### PROVIDED RECORDS
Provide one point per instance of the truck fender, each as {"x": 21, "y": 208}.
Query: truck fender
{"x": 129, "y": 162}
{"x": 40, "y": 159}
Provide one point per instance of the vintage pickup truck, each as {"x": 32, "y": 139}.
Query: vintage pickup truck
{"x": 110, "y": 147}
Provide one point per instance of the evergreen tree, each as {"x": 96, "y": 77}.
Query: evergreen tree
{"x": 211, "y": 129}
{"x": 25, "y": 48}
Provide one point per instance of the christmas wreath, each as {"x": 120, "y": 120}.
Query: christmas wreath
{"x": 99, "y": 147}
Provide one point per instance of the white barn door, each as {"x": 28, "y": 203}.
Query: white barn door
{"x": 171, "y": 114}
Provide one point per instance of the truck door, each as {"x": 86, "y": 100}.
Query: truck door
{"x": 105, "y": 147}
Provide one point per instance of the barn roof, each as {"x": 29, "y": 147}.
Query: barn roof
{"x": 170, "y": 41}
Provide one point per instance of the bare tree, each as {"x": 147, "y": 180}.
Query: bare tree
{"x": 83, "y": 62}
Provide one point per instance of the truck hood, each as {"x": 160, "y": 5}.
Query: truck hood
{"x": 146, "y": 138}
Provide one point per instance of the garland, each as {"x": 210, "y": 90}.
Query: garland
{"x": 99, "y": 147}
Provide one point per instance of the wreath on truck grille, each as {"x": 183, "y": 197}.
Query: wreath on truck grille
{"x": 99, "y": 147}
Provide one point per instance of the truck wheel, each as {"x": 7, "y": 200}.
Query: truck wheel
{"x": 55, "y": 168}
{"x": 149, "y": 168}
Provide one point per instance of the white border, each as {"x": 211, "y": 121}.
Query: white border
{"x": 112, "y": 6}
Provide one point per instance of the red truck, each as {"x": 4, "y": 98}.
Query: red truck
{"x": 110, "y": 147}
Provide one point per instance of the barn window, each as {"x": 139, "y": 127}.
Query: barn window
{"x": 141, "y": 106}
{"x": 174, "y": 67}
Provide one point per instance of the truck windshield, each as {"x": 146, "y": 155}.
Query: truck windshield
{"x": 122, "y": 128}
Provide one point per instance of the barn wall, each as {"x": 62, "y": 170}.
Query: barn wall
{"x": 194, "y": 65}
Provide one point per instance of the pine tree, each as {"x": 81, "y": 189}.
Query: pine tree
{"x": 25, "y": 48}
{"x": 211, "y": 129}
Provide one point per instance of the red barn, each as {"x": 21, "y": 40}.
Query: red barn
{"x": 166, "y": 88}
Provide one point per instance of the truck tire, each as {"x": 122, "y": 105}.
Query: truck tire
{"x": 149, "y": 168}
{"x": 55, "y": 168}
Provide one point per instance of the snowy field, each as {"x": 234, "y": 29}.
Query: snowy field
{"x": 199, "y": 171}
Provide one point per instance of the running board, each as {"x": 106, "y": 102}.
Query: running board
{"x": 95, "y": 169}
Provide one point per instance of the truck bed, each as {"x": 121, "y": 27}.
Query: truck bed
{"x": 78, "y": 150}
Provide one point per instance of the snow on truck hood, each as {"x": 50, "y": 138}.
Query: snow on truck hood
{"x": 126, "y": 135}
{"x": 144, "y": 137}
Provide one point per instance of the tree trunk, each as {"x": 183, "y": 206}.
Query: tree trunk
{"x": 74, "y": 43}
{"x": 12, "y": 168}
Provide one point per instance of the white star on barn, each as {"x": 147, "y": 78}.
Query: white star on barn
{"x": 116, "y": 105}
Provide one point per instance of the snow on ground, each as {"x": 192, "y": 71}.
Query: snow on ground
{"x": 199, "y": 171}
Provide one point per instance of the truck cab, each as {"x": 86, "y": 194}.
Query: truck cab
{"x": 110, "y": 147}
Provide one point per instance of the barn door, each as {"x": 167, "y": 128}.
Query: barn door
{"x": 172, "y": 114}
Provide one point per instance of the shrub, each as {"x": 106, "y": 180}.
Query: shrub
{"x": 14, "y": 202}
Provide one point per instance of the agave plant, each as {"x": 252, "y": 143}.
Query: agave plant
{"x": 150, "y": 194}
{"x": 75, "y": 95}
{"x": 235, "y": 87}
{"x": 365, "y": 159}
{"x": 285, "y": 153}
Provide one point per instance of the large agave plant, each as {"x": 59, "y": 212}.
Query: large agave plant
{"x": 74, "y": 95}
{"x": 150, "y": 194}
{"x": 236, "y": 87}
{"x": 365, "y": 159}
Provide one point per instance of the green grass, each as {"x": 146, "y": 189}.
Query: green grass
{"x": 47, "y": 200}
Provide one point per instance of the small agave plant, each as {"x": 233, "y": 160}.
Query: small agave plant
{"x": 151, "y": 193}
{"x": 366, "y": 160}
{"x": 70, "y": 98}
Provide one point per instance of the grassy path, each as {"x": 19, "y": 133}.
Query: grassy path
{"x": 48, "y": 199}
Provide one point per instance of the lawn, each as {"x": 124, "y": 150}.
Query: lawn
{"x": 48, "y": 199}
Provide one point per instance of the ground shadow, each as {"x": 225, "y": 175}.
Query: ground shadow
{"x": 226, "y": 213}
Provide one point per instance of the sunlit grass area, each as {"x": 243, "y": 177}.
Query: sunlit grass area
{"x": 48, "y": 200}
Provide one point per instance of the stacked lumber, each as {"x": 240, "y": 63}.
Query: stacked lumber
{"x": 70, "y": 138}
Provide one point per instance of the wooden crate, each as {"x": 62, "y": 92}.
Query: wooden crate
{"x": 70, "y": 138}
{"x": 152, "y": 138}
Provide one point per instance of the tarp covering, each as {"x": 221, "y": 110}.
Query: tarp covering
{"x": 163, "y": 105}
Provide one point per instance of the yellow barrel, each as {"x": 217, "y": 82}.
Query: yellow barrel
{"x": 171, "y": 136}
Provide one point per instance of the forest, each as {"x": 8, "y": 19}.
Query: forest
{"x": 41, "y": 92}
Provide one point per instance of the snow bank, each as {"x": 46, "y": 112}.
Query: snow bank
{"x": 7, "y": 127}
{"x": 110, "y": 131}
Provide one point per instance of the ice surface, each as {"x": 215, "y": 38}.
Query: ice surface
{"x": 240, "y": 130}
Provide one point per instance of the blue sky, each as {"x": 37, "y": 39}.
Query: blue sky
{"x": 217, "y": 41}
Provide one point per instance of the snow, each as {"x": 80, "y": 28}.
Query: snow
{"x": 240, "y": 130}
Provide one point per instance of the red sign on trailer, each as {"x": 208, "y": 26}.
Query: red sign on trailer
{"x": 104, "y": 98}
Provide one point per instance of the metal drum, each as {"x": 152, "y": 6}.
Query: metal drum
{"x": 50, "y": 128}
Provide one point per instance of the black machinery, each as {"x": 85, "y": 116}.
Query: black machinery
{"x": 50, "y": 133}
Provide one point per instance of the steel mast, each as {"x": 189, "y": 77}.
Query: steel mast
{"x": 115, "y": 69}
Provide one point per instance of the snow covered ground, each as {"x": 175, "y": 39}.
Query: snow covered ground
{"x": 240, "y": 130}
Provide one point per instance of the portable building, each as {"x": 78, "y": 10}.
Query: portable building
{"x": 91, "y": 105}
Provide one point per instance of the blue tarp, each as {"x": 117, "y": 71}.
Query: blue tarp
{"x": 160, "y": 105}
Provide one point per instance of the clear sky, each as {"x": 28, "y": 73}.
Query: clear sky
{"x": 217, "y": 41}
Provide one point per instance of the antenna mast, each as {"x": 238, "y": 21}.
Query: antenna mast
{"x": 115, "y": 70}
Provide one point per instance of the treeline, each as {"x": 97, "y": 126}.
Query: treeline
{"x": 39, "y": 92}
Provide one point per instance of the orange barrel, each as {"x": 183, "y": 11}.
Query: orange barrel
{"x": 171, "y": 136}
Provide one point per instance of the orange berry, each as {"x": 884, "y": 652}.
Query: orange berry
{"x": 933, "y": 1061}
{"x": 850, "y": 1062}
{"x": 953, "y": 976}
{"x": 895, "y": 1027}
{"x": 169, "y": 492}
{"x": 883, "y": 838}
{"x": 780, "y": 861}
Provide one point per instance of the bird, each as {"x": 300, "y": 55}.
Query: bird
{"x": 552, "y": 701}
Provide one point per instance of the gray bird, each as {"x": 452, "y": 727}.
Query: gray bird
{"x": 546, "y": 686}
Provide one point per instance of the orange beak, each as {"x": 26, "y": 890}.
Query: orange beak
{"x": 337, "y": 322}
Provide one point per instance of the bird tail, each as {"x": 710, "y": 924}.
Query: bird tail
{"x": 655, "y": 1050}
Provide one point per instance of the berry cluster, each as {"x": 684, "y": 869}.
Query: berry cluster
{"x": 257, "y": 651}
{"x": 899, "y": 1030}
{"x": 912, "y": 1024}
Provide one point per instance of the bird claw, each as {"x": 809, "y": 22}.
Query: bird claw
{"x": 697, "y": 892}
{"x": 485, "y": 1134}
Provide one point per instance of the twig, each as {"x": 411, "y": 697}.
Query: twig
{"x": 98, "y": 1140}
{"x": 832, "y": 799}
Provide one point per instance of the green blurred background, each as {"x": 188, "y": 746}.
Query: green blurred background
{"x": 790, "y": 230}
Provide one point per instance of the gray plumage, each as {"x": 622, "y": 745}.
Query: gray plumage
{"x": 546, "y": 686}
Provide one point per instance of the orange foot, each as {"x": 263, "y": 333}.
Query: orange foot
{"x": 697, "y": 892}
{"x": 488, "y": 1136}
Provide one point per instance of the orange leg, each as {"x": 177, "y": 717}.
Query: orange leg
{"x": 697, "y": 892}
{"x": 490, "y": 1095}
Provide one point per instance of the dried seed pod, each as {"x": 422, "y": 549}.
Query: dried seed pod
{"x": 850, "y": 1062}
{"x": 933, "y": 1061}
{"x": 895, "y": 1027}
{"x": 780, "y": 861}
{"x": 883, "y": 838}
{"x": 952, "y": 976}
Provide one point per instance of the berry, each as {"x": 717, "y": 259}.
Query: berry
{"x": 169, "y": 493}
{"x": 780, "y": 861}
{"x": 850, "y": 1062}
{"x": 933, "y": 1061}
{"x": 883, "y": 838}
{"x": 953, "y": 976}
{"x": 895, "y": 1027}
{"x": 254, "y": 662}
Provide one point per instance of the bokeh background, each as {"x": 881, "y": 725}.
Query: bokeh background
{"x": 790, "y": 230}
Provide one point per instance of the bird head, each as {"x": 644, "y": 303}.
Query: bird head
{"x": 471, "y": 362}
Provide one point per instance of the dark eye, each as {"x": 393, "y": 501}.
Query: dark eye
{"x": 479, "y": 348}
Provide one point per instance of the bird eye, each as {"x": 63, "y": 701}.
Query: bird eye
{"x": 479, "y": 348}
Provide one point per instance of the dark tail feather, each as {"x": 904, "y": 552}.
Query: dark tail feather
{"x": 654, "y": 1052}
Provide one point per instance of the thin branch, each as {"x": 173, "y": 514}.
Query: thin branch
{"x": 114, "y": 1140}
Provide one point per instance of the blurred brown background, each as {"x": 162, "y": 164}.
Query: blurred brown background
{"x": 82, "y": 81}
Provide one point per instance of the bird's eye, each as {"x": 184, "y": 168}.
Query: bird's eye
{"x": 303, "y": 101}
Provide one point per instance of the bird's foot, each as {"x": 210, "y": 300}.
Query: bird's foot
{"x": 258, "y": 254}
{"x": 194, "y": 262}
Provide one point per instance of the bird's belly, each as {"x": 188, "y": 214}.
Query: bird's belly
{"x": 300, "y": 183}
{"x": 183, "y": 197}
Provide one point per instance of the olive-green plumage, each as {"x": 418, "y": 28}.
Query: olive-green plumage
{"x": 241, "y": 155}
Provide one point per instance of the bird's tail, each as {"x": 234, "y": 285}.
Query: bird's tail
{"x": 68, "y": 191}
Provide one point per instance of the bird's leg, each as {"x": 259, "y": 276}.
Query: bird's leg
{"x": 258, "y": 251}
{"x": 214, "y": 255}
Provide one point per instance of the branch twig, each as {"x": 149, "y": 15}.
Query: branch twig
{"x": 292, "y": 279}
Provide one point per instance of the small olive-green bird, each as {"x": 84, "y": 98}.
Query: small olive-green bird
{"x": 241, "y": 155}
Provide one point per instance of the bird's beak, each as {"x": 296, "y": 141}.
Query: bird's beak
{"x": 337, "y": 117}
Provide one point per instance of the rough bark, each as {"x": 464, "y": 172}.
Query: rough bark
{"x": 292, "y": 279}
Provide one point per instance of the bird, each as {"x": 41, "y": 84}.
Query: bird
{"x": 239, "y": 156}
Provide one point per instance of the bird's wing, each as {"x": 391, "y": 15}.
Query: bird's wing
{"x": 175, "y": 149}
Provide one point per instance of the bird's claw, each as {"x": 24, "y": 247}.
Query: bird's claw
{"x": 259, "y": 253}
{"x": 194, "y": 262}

### TASK TO CARRY OUT
Produce an exact copy of the lines from the one containing "Provide one point per instance of the bird's tail, each" through the last line, and of nothing else.

### SOLUTION
Provide one point per instance of the bird's tail, each as {"x": 234, "y": 285}.
Query: bird's tail
{"x": 68, "y": 191}
Provide one point per instance of the bird's leg, each as {"x": 259, "y": 276}.
Query: bird's leg
{"x": 258, "y": 251}
{"x": 214, "y": 255}
Provide one point per instance of the branch twig, each as {"x": 149, "y": 15}.
Query: branch twig
{"x": 292, "y": 279}
Provide one point per instance of the small olive-green bird, each as {"x": 84, "y": 98}.
Query: small olive-green bird
{"x": 241, "y": 155}
Provide one point per instance of the bird's beak, each as {"x": 296, "y": 141}.
Query: bird's beak
{"x": 337, "y": 117}
Provide one point per instance of the rough bark, each as {"x": 464, "y": 172}.
Query: rough bark
{"x": 292, "y": 279}
Provide one point per instance of the bird, each as {"x": 41, "y": 84}.
Query: bird
{"x": 239, "y": 156}
Provide one point per instance of the bird's wing, each as {"x": 391, "y": 15}.
Query: bird's wing
{"x": 175, "y": 149}
Provide one point per instance of the bird's claw, each as {"x": 24, "y": 247}.
Query: bird's claw
{"x": 259, "y": 253}
{"x": 194, "y": 262}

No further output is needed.